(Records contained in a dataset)
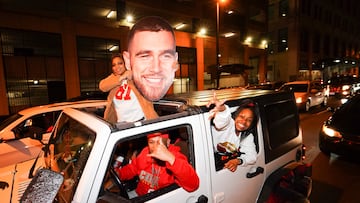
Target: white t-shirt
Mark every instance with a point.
(126, 105)
(225, 133)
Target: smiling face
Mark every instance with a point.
(118, 66)
(152, 57)
(244, 119)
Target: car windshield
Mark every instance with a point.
(341, 80)
(70, 147)
(9, 120)
(295, 87)
(348, 116)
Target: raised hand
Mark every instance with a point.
(219, 105)
(159, 151)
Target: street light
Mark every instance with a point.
(217, 38)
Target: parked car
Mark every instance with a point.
(84, 147)
(343, 86)
(266, 86)
(340, 134)
(307, 93)
(17, 131)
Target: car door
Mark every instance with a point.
(132, 138)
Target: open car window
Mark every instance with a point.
(114, 189)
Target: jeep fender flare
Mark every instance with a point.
(273, 180)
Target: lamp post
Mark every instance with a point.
(217, 41)
(217, 34)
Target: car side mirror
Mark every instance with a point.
(28, 123)
(43, 187)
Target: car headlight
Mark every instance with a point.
(331, 132)
(345, 87)
(298, 100)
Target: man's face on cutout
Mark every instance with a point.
(153, 60)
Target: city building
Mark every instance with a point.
(313, 39)
(55, 50)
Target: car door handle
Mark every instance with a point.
(258, 171)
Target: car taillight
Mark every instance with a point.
(300, 154)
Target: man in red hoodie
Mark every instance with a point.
(158, 165)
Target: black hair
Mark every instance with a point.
(247, 104)
(152, 24)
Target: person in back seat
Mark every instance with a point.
(233, 137)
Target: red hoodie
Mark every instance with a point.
(152, 176)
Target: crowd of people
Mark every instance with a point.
(143, 74)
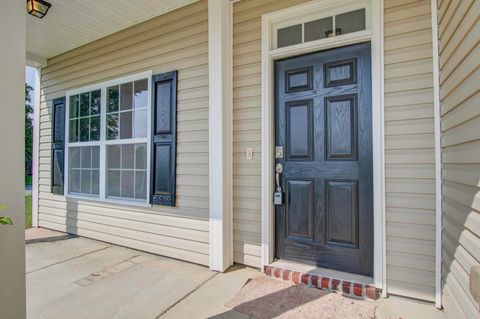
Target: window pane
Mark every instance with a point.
(112, 127)
(73, 130)
(127, 156)
(113, 156)
(318, 29)
(350, 22)
(95, 182)
(127, 184)
(141, 156)
(112, 99)
(126, 125)
(95, 128)
(74, 177)
(140, 185)
(74, 157)
(141, 93)
(140, 123)
(73, 107)
(95, 99)
(85, 104)
(289, 35)
(113, 183)
(86, 157)
(95, 156)
(84, 129)
(86, 181)
(126, 92)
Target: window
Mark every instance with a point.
(108, 134)
(321, 25)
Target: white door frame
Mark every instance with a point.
(269, 55)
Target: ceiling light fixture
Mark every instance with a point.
(38, 8)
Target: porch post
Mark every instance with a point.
(220, 133)
(12, 154)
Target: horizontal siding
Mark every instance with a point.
(175, 41)
(247, 125)
(409, 149)
(459, 44)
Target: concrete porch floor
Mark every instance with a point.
(74, 277)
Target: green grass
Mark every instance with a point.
(28, 211)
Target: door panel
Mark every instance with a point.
(323, 120)
(341, 124)
(342, 212)
(299, 129)
(300, 208)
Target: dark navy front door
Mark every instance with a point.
(323, 120)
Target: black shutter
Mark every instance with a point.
(164, 135)
(58, 145)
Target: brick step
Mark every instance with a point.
(348, 288)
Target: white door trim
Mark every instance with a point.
(375, 35)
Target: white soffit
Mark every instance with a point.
(72, 23)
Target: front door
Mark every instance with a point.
(323, 120)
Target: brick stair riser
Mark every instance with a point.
(345, 287)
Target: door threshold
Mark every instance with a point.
(349, 284)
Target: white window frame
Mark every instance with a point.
(103, 142)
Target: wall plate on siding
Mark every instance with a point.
(249, 153)
(278, 151)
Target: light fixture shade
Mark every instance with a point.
(38, 8)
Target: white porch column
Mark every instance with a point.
(12, 154)
(220, 133)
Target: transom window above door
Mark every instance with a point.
(333, 20)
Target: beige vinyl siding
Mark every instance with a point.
(409, 149)
(459, 46)
(175, 41)
(247, 74)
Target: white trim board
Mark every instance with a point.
(438, 157)
(269, 54)
(220, 124)
(36, 146)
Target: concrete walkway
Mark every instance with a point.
(73, 277)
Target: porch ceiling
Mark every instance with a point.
(72, 23)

_Aim of the exercise_:
The number of lines in the data that hold "trim" is all that should be given.

_Response area_:
2